Write out the part of the Form 8-K cover page from "(IRS Employer Identification" up to and including "(17 CFR 230.425)", copying it word for word.
-- Start QUOTED PASSAGE --
8-K 1 document.htm FORM 8-K FILING DOCUMENT
 UNITED STATES
SECURITIES AND EXCHANGE COMMISSION
Washington, D.C.  20549
_______________________________
 
FORM 8-K
 
 Pursuant to Section 13 or 15(d) of the Securities Exchange Act of 1934
 
Date of Report (Date of earliest event reported): August 12, 2009
 
Edgewater Technology, Inc.
(Exact name of registrant as specified in its charter)
 
Delaware
000-20971
71-0788538
(State or other jurisdiction of incorporation)
(Commission File No.)
(IRS Employer Identification No.)
     
20 Harvard Mill Square
Wakefield, Massachusetts 01880
 
Registrant's telephone number, including area code: (781) 246-3343
 
________________________________________________________________________________
 
Check the appropriate box below if the Form 8-K filing is intended to simultaneously satisfy the filing obligation of the registrant under any of the following provisions (see General Instruction A.2. below):
 
[   ]   Written communications pursuant to Rule 425 under the Securities Act (17 CFR 230.425)
-- End QUOTED PASSAGE --
-- Start INFORMATION SHOWN --
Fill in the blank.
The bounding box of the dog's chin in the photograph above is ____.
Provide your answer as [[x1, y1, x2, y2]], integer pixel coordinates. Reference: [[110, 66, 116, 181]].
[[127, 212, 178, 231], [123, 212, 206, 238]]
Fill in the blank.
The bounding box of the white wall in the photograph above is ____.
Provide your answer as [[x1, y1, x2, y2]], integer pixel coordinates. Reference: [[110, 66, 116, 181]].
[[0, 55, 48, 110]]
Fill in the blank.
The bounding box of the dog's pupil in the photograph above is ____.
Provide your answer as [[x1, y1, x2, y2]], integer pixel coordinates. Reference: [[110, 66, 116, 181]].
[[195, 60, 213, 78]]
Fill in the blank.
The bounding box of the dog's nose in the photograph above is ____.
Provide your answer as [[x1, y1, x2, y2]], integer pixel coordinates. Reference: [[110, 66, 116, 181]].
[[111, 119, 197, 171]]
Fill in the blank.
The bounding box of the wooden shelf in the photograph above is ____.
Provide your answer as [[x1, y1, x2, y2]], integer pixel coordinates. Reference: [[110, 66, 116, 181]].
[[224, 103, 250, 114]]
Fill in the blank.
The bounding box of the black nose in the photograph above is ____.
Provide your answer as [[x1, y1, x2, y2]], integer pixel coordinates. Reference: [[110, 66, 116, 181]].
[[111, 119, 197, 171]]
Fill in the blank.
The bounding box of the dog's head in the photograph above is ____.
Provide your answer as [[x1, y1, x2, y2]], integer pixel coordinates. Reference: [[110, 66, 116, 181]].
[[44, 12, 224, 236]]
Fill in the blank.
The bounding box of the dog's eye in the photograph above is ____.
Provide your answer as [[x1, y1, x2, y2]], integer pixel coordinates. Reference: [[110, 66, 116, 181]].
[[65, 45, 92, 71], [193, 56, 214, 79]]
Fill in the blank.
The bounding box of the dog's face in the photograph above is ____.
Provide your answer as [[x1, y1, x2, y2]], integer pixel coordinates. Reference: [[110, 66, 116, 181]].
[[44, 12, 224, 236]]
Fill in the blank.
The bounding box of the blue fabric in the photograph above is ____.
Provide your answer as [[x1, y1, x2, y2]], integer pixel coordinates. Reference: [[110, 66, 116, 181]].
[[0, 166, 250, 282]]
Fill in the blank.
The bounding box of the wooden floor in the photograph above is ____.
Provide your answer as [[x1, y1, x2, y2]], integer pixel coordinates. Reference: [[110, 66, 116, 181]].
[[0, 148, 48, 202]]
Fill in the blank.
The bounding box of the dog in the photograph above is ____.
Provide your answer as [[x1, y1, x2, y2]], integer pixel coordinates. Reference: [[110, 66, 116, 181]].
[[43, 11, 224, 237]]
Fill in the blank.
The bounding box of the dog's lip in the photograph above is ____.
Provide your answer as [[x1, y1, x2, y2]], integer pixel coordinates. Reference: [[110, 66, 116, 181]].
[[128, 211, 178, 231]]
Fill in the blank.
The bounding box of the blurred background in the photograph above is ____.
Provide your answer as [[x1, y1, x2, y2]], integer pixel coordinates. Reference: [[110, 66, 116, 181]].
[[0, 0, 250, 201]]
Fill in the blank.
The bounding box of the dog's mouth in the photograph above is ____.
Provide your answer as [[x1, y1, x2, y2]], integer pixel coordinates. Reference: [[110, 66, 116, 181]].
-- End INFORMATION SHOWN --
**RESPONSE TO THIS EXERCISE**
(IRS Employer Identification No.)
     
20 Harvard Mill Square
Wakefield, Massachusetts 01880
 
Registrant's telephone number, including area code: (781) 246-3343
 
________________________________________________________________________________
 
Check the appropriate box below if the Form 8-K filing is intended to simultaneously satisfy the filing obligation of the registrant under any of the following provisions (see General Instruction A.2. below):
 
[   ]   Written communications pursuant to Rule 425 under the Securities Act (17 CFR 230.425)